# [APPLY WHAT YOU READ]
• a. In the blood cancer study discussion, what design would the study be if the blood cancers are outcomes and blood pressure is the exposure?
• b. Extend the blood cancer study discussion, picking up right after its last sentence.

# [SUPPLIED TEXT]

Say that a study conducted included 300 type A blood cancer patients, 300 type B blood cancer patients, 300 type C blood cancer patients and 300 healthy people, all selected randomly from clinics' lists. We are then given the blood pressure of each patient and healthy person to check if there's a difference between the groups.

Would that be an observational study or experimental study? I'm leaning towards observational because we do not change anything, just "observe".

Also, why is the healthy 300 people that were randomly selected important for the study?


1 Answer 1


Strictly speaking there isn't enough information to decide what study it is because the outcome(s) and exposure(s) have not been explicitly declared. If the different blood cancers are outcomes and blood pressure is exposure, then it's a case-control study design. However, it's silly because the different blood pressures can be a manifestation of the cancers so the outcome/exposure relationship can be mushy. Hence it's a funny design. In a way, it feels just like a cross-sectional survey.

(Collected data entries)

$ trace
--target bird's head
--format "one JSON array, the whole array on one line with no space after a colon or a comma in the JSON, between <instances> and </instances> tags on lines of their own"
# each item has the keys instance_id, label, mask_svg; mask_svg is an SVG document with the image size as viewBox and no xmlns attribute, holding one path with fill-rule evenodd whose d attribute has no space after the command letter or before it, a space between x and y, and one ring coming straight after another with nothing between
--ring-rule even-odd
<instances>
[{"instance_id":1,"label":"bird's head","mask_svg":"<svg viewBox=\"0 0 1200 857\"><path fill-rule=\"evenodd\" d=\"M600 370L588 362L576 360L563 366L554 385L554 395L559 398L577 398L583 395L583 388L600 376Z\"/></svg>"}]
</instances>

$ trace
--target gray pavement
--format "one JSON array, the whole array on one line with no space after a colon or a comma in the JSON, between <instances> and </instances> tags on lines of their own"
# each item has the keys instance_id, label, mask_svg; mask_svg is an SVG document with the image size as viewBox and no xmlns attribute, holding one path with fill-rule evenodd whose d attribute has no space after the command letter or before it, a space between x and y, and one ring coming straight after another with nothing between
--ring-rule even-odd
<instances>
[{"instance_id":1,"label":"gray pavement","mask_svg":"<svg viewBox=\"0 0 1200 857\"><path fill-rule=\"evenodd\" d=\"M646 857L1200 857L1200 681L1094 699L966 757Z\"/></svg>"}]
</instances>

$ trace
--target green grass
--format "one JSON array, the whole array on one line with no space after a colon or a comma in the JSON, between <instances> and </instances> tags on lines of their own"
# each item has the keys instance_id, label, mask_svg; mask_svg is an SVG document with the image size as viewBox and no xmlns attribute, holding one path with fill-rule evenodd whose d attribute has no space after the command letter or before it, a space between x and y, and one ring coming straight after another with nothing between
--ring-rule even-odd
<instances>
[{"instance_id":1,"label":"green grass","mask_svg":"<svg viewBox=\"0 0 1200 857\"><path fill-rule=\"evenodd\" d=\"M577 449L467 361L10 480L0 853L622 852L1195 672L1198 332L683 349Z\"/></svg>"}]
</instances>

# [ANSWERS BY TASK]
• a. It would be a case-control study design.

• b.
Anyway, it's observational so far, because the researchers did not allocate exposures. Using "observing or not observing" as a criterion is risky because no matter what the researchers actually always observe, experimental or observational.

Random sampling is important because if the sample is not random, then all the statistical inferences based on the analysis will be challenged. In other words, a statistical test's result can be used to infer what happens in the population level because the sample was randomly chosen.